▸ Source document:
== == ==
The Brief History of Italy page will discuss the timeline of the history of Italy. How the immortal Rome established the country into what it is today, a nation of beauty and influence. We are not just talking about the current city but the Kingdom, the Republic, and the Supreme Empire. The power that once controlled principal domains all over Europe, North Africa, and the Middle East. The empire without end.
Brief History of Italy – the Timeline
Italy with the Romans
Italy was an ancient land. Ethnic groups and small countries divided the area. The arrival of the first humans nearly a million years ago in Emilia Romagna described prehistoric Italy. Then, to the Nuragic of Sardinia that started from the Bronze Age to the various culture of the early Italic people. These comprise of the Etruscans from the now Tuscany and parts of Umbria and Lazio. It also included the Latins, the origins of the Romans, the Samnites and many others.
The influence of the then Greek customs and religion or Magna Graecia also reached a large portion of South Italy. It was around 8th and 7th centuries BC where colonies stationed near the sea. You can still observe remains of the early Greek cities in Sicily and Campania. The ancient Punic town of Motya for example, as well as, Agrigento’s Valley of the Temples and the Temple of Apollo at Paestum.
Although archaeologists study the origin of Rome, the story about Romulus and Remus is a traditional founding myth too. Different versions were told. Believed, that the twin brothers were of royal blood and sons of Mars, the god of war. Another tale says their parents left them at birth on the Tiber River. A wolf then found them and nursed them until shepherds raised them. They then grew up as legendary leaders but fought each other for power. Romulus killed Remus. He, later on, built the city of Rome around the Palatine Hill. Romulus named it after him. It flourished into a Kingdom of men from different walks of life with him as its first king. Slaves, noblemen and freemen alike as his followers, ancestors of the patricians.
The monarchy surpassed 244 years, seven rulers, and series of wars, victories and losses until the Roman Republic replaced it. The Romans kept the Senate. A new system allowed consuls, and old and new nobles gained control. They expanded its rule from its nearby tribes to cities in the land and countries across the sea. Even with internal conflicts and civil wars, the change was still a success. It lasted for less than five centuries. The death of its famous dictator Julius Ceasar caused by his political enemies followed the fall of the Republic.
Western Roman Empire
Its collapse made way to the Roman Empire, both the Western and Eastern eras. The new age that lasted for 1400 years. Octavian, also known as Augustus Ceasar founded the Empire. He was the adopted son and nephew of Julius Ceasar. With the help of Marcus Lepidus and Mark Anthony, he defeated his great uncle. They divided the Roman command by themselves. However, their alliance did not last long. Lepidus, accused of betrayal, was removed from office and exiled. On the other hand, Mark Anthony with her lover Cleopatra committed suicide after losing battles against Augustus.
== == ==
Rows from a box-labeling dataset:
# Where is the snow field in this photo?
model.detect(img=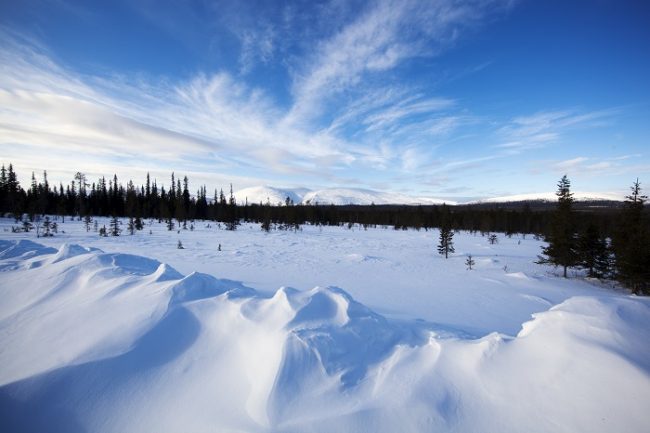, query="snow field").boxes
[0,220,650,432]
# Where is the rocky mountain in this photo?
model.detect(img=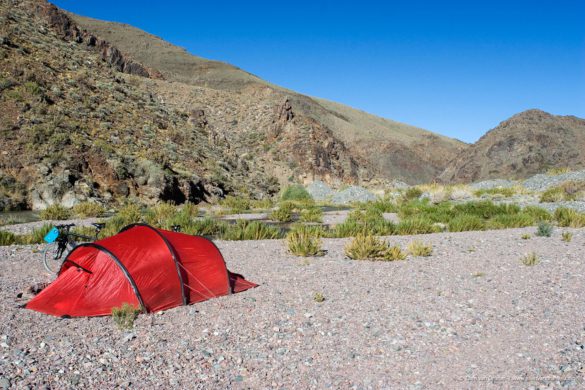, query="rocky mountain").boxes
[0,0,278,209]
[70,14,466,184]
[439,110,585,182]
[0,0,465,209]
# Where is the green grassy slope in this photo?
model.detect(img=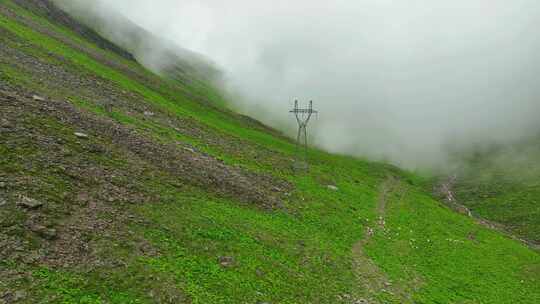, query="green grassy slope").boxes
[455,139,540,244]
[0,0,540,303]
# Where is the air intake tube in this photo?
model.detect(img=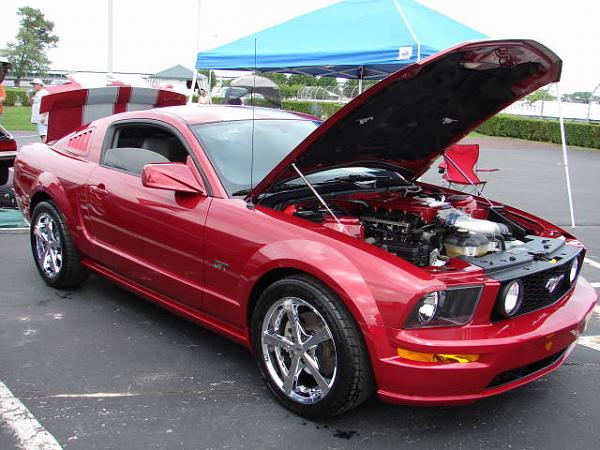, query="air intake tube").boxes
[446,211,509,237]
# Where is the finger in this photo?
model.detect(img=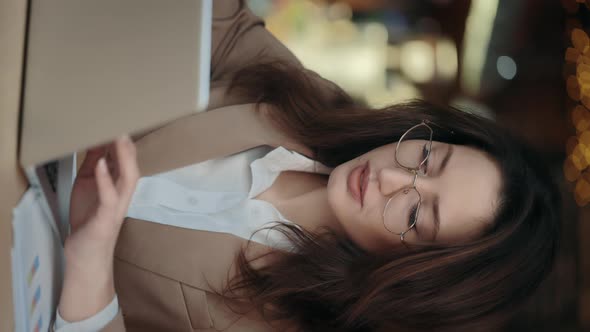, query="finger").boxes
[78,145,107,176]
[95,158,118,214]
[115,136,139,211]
== == ==
▸ Given request: Please write out the Italian history text starting with "The influence of" and going on through "Apollo at Paestum.". The records aren't needed for this work.

▸ Finished answer:
The influence of the then Greek customs and religion or Magna Graecia also reached a large portion of South Italy. It was around 8th and 7th centuries BC where colonies stationed near the sea. You can still observe remains of the early Greek cities in Sicily and Campania. The ancient Punic town of Motya for example, as well as, Agrigento’s Valley of the Temples and the Temple of Apollo at Paestum.